--- Extrahierter Text ---
===

Der große Bruder – Hommage an meinen Lieblingsfranzosen

23Juni2018

Baham, 19. Juni

- 11:00 Uhr: Abfahrt nach Douala

Douala, 23. Juni

- 19:00 Uhr: Eintritt in das Flughafengebäude

- 21:30 Uhr: Abflug nach Paris, bye bye Flo

Manche Menschen lernt man kennen, weil man das will und selbst einige Hindernisse dafür überwinden will. Andere will man erst gar nicht kennenlernen und dann gibt es noch solche, die einfach in dein Leben treten, da sind und nie wieder wegzudenken sind!

Und hier war es eher letzterer Art. Mein französischer Mitfreiwilliger Flo oder Floflo, le francais, wie wir ihn anfangs oft nannten und letztendlich der beste Freund, der aber mehr der große Bruder geworden ist, den ich davor nie hatte.

Von einem Tag auf den anderen sollten wir zusammenarbeiten. Neun Monate lang ohne sich jemals gesehen oder gesprochen zu haben, ohne den anderen zu kennen. Zusammen wohnen und arbeiten, so hieß es anfangs. Dann ging es weiter, nach der Arbeit gemeinsam auf den Markt, gemeinsam etwas trinken oder gemeinsam  Fußball schauen, gemeinsam zu Freunden und gemeinsam wieder heim. Aber irgendwie hat es sich nie gezwungen angefühlt. Irgendwie war es selbstverständlich und trotzdem jedes Mal Qualitytime, in der wir redeten, lachten, genervt oder deprimiert waren, um uns dann wieder zu motivieren. Gespräche mit nichts außer Wahrheit über den Alltag, die Leute, Gedanken und Gefühle immer mit der Sicherheit, verstanden oder zumindest akzeptiert zu werden. Ehrlichkeit ist eine Tugend und es war auch unser höchstes Maß.

===

--- Bereitgestellte Daten ---
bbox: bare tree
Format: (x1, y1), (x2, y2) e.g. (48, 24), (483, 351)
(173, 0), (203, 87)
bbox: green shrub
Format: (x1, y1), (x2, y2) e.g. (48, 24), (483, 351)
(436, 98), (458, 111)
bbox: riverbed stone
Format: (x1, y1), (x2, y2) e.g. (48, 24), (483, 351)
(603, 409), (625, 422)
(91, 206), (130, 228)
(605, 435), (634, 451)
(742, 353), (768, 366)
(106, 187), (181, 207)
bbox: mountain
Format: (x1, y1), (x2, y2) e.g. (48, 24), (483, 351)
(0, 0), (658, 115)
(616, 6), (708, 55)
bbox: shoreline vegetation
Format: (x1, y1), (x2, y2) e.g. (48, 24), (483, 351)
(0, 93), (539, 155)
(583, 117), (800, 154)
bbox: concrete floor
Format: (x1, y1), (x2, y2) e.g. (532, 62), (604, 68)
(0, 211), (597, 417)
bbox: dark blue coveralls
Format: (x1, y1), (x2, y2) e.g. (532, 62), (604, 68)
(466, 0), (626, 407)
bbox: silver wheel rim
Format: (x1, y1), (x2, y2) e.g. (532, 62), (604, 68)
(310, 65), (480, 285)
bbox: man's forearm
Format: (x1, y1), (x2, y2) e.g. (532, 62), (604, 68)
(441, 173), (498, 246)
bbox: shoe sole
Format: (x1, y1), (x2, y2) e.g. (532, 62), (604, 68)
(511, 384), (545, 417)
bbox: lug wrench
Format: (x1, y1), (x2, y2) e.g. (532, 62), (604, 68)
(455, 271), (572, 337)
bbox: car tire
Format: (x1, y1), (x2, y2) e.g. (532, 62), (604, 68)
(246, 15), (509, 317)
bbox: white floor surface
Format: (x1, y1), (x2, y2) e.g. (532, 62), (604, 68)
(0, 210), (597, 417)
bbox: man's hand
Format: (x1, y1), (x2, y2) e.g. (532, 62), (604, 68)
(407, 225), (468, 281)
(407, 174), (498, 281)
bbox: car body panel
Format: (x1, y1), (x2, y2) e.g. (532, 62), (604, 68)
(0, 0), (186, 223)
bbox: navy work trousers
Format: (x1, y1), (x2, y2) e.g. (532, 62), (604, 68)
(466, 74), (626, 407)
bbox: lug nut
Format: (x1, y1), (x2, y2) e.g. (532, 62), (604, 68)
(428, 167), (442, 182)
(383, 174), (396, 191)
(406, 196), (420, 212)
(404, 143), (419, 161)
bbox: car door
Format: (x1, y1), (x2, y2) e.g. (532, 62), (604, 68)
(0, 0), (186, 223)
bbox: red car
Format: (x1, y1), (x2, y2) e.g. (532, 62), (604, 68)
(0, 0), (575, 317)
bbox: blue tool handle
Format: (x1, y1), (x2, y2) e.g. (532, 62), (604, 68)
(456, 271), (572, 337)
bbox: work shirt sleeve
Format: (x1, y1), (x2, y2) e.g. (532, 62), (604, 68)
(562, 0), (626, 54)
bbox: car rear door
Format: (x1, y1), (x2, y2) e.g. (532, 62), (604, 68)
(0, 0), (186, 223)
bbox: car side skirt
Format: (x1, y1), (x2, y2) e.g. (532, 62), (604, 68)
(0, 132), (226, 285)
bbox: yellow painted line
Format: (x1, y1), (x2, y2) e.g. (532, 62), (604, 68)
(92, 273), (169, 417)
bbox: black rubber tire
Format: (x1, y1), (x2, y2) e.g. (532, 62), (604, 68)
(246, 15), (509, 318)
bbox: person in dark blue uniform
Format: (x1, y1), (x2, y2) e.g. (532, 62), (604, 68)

===

Beantworte anhand des Textes über den französischen Mitfreiwilligen Flo diese Fragen:
1. Wann und von wo aus ging der Abflug nach Paris?
2. Wie lange sollten die beiden zusammenarbeiten?
3. Was bezeichnet der Text als ihr höchstes Maß?

--- Vollständige Antwort ---
1. Am 23. Juni um 21:30 Uhr von Douala aus.
2. Neun Monate lang.
3. Die Ehrlichkeit.